Bethwell Allan Ogot (born 1929) is a historian from Kenya.  He specialises in African history, research methods and theory. One of his works starts by saying that "to tell the story of a past so as to portray an inevitable destiny is, for humankind, a need as universal as tool-making. To that extent, we may say that a human being is, by nature, historicus.

He was the Chancellor of Moi University up to early 2013.

Biography
Ogot, a Kenyan Luo, was born in Gem Location of Siaya County of Kenya. In 1959 he married Grace Emily Akinyi, a politician, writer and health specialist. She eventually served the government of Kenya as an Assistant Minister for Culture and Social Services.

He was educated at Ambira, Maseno School,  Makerere University College, and the University of St Andrews and the School of Oriental and African Studies, University of London. While studying in London, he served as a leader of the Kenya Students Association, where he assisted the Kenya nationalists, notably the late Jaramogi Oginga Odinga during the 1960 negotiations at the Lancaster negotiations for Kenya's independence.

Some records

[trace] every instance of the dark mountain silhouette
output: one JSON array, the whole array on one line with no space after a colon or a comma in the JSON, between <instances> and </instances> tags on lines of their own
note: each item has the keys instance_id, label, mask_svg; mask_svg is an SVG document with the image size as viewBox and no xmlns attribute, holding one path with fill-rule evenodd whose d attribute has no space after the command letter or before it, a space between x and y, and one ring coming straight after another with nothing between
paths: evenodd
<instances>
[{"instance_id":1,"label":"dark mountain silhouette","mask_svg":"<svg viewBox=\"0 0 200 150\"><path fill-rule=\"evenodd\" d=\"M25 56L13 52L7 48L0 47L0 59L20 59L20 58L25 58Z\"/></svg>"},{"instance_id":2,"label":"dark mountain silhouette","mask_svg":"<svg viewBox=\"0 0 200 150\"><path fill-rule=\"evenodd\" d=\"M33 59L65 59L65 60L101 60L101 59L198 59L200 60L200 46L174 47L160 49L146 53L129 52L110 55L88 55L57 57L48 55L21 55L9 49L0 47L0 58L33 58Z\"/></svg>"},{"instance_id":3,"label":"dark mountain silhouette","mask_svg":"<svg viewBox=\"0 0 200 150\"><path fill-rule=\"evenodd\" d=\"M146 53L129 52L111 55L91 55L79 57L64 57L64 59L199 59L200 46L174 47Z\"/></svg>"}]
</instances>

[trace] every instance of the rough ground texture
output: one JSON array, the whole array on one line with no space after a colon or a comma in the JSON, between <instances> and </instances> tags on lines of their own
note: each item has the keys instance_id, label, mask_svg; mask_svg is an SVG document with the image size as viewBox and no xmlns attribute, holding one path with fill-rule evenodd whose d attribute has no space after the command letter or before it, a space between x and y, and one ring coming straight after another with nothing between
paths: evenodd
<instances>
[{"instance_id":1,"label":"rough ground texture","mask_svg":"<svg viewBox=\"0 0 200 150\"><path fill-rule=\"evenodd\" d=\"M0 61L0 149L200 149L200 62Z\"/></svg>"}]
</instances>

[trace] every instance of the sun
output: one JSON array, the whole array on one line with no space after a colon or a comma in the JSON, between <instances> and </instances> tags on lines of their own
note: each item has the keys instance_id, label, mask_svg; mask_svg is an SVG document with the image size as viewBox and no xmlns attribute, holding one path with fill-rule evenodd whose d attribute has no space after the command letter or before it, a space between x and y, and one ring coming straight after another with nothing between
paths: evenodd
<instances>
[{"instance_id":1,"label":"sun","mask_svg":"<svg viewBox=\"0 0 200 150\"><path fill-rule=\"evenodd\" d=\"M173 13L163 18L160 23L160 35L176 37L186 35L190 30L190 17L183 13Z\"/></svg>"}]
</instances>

• **Required actions**:
[A] According to the passage about Bethwell Allan Ogot, in what year did he marry Grace Emily Akinyi?
[B] Translate this sentence from the passage about Bethwell Allan Ogot into Spanish: "He was the Chancellor of Moi University up to early 2013."

• **The solutions**:
[A] 1959

[B] Fue el canciller de la Universidad Moi hasta principios de 2013.